In another preferred embodiment, the method of removing a well pipe and submersible pump from a well as disclosed herein, wherein the following supplemental steps follow step 2: 3. installing a tee handle on a hard well pipe inside a well casing and connecting a lift clamp to a crane cable of the device to the tee handle; 4. clamping a pipe clamp to the crane cable and to the hard well pipe; 5. engaging the spring control valve lever and the pipe spool up control to turn the pipe spool and raise the hard well pipe out of the well until a pipe joint is visible, temporarily disengaging the spring control valve lever, and securing a pipe dog to a pipe section below the pipe joint; 6. unclamping the pipe clamp from a pipe section above the pipe joint and clamping the pipe clamp to the pipe section below the pipe joint; and 7. unsecuring the pipe dog and repeating steps 5 and 6 until all hard well pipe is removed.
The invention is a device and system for removing a well pipe and storing it on a spool, and a related method of removal.
The device is a well pipe puller embodied as a powered, rotating combination of two or three spools, a first spool for collecting flexible well pipe, a second spool for the associated electrical wire, and an optional third spool for new wire, if replacement is required. Each spool is embodied with two circular sides connected by multiple cylindrical members arranged in a circle. The puller device is mobile and can be located directly at a well head. In one embodiment, the puller is transported using a mini skid steer or full-sized skid steer loader, depending on the specifications of the puller itself, which will be manufactured in several series of different sizes depending on the size and length of pipe to be pulled. Alternative methods of transport may also be used, including trucks or, where required, cranes. No assembly or installation of the device at the well site is required except for connection of the two spools to the pipe and wire, respectively, and stabilization as required using support jacks.

*Provided information*

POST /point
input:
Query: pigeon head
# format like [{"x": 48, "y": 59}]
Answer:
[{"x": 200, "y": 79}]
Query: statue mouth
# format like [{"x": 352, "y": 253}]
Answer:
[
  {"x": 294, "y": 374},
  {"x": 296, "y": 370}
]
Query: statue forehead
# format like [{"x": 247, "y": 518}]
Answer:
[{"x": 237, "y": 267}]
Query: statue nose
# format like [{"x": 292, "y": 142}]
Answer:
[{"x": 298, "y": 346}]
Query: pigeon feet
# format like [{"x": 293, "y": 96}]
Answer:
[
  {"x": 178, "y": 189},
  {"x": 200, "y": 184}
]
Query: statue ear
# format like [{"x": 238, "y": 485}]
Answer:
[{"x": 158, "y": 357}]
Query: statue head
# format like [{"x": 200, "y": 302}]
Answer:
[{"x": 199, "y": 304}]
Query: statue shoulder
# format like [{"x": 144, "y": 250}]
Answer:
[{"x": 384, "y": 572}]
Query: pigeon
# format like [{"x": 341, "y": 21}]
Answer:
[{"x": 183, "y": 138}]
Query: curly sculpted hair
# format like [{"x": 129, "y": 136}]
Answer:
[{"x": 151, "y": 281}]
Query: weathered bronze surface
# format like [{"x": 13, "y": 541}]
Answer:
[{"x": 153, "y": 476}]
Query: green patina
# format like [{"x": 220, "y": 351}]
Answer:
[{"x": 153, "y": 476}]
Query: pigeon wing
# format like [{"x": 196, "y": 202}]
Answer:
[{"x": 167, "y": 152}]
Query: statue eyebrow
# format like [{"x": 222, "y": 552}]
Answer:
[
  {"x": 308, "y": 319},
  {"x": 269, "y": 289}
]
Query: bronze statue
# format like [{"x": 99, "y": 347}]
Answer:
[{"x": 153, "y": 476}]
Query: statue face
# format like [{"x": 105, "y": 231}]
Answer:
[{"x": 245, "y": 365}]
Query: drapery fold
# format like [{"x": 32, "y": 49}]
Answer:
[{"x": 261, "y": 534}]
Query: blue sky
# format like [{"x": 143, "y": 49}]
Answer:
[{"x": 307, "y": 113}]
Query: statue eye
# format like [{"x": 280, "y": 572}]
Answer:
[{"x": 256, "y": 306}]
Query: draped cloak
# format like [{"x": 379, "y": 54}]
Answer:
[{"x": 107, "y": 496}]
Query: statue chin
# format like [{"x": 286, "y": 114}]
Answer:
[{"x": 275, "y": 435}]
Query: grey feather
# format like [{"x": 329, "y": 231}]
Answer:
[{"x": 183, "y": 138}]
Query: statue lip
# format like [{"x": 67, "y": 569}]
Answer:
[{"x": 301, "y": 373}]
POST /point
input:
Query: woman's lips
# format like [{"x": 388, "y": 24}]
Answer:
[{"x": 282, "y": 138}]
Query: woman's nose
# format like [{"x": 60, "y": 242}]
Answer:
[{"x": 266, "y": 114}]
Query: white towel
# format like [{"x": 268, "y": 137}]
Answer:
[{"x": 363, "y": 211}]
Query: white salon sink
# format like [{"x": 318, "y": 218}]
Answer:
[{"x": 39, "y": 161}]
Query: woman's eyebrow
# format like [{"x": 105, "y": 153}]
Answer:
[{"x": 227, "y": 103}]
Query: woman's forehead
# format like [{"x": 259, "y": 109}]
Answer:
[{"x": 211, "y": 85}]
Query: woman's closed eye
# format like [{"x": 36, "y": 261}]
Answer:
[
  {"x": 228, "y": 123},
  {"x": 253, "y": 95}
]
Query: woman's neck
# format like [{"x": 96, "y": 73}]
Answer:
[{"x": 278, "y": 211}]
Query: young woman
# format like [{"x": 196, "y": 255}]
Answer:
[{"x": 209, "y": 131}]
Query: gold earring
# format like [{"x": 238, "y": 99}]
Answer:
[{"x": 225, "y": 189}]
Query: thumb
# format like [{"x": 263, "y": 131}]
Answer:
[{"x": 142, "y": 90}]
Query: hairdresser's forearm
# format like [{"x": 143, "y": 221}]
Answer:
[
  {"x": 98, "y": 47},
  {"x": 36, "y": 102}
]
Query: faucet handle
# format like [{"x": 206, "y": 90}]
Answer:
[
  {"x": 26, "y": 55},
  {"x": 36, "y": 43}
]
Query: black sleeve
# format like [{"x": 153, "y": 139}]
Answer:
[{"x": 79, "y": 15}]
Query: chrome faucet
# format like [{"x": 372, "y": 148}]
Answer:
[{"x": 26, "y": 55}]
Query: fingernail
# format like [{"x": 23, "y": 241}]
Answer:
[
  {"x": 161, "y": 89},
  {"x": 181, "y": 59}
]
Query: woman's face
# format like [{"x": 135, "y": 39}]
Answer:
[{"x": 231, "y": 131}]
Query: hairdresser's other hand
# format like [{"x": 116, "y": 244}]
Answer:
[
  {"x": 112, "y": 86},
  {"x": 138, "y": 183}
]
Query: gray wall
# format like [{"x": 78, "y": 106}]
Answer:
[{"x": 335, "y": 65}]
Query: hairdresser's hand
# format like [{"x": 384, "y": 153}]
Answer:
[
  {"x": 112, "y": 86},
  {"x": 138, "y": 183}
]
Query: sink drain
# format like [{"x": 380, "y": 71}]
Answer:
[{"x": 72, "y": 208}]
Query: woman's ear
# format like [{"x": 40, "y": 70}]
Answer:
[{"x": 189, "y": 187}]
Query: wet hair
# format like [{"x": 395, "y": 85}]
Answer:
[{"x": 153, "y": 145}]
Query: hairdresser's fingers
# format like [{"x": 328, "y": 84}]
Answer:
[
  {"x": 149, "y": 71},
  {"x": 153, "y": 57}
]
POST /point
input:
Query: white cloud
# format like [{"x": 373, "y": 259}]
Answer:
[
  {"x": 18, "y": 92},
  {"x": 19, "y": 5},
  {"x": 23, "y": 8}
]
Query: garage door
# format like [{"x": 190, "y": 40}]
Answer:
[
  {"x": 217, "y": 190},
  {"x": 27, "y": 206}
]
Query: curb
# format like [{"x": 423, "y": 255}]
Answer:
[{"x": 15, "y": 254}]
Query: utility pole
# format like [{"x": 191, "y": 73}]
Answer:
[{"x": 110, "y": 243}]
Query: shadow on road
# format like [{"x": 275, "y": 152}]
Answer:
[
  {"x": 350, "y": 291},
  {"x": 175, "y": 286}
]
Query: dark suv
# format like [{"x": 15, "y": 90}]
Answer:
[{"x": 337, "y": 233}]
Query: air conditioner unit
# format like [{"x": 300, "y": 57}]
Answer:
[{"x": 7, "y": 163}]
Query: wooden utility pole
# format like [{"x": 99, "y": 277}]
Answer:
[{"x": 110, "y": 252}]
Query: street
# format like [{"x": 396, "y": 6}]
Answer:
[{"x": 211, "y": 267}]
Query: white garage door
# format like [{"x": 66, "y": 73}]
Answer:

*What is required*
Copy out the entire well pipe puller passage word for word. Rely only on the well pipe puller passage for what comes next.

*Solution*
In another preferred embodiment, the method of removing a well pipe and submersible pump from a well as disclosed herein, wherein the following supplemental steps follow step 2: 3. installing a tee handle on a hard well pipe inside a well casing and connecting a lift clamp to a crane cable of the device to the tee handle; 4. clamping a pipe clamp to the crane cable and to the hard well pipe; 5. engaging the spring control valve lever and the pipe spool up control to turn the pipe spool and raise the hard well pipe out of the well until a pipe joint is visible, temporarily disengaging the spring control valve lever, and securing a pipe dog to a pipe section below the pipe joint; 6. unclamping the pipe clamp from a pipe section above the pipe joint and clamping the pipe clamp to the pipe section below the pipe joint; and 7. unsecuring the pipe dog and repeating steps 5 and 6 until all hard well pipe is removed.
The invention is a device and system for removing a well pipe and storing it on a spool, and a related method of removal.
The device is a well pipe puller embodied as a powered, rotating combination of two or three spools, a first spool for collecting flexible well pipe, a second spool for the associated electrical wire, and an optional third spool for new wire, if replacement is required. Each spool is embodied with two circular sides connected by multiple cylindrical members arranged in a circle. The puller device is mobile and can be located directly at a well head. In one embodiment, the puller is transported using a mini skid steer or full-sized skid steer loader, depending on the specifications of the puller itself, which will be manufactured in several series of different sizes depending on the size and length of pipe to be pulled. Alternative methods of transport may also be used, including trucks or, where required, cranes. No assembly or installation of the device at the well site is required except for connection of the two spools to the pipe and wire, respectively, and stabilization as required using support jacks.